On Tuesday my son, Ceilee, turned 34.
I recall being told back in the '70s, by the older brother of a college friend, that the ancient Greeks considered the prime of life to be 34 (which just happened to be that guy's age at the time). Who knows, maybe it's true. In any event, I hope it's an auspicious year for my son.
Thinking back to when I was 34, a special memory from that year (besides being iconic for George Orwell fans) was my going on a major summer adventure, principally to visit a college friend, Peg Kehrer, (different than the one above) and her partner, Paul Otte, in Juneau AK.
My odyssey began with a short train trip from La Plata MO to Kansas City, where I spent the night with Everette Wright, a good friend of Sandhill's. In the morning, Everette dropped me off at the driveaway place where I'd arranged to take a Datsun Maxima (1984 was the last year before everything became Nissan) from Kansas City to the suburbs of Seattle.
En route, I stopped by a monument in central Kansas that claimed to be the geographic center of the continental US (which means that if all the land comprising the 48 states were of equal density you could balance the whole of it on the top of the monument and it wouldn't tip in any direction). Kind of an odd thing to erect a monument to, but I can get into geeky math stuff on occasion.
The next day, in the sparsely populated Sandhills of western Nebraska I witnessed a mile-long fully loaded coal train chugging south… only to encounter another fully loaded coal train headed north two hours later. (Do these people talk to each other?)
I stopped by Devil's Tower National Monument (Spielberg's Close Encounters of the Third Kind made a big impression on me in 1977), Mount Rushmore, and Yellowstone National Park (where I loved all the geysers and brine shrimp). After a weekend visiting Nancy Shrader (the sister of my partner and Sandhill co-founder, Annie) and her family in Missoula MT, I pressed west across Idaho (where I paused in picturesque Coeur D'Alene long enough to enjoy a serving of apple pie with chocolate ice cream—something I'd always wanted to do after reading about Clancy Sigal doing it in his 1962 road trip cum political memoir Going Away).
In the final leg I drove across the Palouse, visited the Grand Coulee Dam (think Woody Guthrie: Your power is turning our darkness to dawn, so roll on Columbia, roll on)—which I learned is still shedding heat from all the concrete pouring in the '30s and '40s—and sampled aplet (apple/walnut) and cotlet (apricot/walnut) confections in Wenatchee.
______________________________
What you should do: From the road-trip passage, return the stretch from "The next day, in" through "to each other?)", reproduced word for word. The entries that follow are independent material, unrelated to the road-trip passage.
______________________________
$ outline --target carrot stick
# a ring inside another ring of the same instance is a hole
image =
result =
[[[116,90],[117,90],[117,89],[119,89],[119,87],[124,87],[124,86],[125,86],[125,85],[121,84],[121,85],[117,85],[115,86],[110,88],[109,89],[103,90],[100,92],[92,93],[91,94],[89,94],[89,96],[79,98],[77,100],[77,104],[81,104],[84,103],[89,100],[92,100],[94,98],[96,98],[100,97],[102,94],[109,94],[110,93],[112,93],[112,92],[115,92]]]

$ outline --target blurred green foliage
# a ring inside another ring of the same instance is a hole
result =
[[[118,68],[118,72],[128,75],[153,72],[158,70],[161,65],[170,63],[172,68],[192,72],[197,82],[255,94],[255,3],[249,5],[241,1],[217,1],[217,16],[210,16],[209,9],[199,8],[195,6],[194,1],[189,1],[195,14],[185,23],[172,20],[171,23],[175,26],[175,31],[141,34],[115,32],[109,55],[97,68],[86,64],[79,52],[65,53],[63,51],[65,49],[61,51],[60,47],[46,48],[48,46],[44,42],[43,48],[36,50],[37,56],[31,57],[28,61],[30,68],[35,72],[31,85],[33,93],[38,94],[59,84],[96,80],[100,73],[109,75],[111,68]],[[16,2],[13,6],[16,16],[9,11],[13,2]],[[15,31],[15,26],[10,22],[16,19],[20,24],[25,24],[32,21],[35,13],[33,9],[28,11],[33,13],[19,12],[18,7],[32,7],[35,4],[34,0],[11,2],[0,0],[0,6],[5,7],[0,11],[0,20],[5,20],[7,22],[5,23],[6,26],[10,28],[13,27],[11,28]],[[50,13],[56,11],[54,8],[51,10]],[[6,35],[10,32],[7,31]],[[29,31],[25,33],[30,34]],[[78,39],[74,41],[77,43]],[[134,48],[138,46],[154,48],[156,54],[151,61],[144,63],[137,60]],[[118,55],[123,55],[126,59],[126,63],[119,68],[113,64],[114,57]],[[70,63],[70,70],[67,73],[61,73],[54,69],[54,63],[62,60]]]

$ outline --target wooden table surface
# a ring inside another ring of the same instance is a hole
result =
______________________________
Solution:
The next day, in the sparsely populated Sandhills of western Nebraska I witnessed a mile-long fully loaded coal train chugging south… only to encounter another fully loaded coal train headed north two hours later. (Do these people talk to each other?)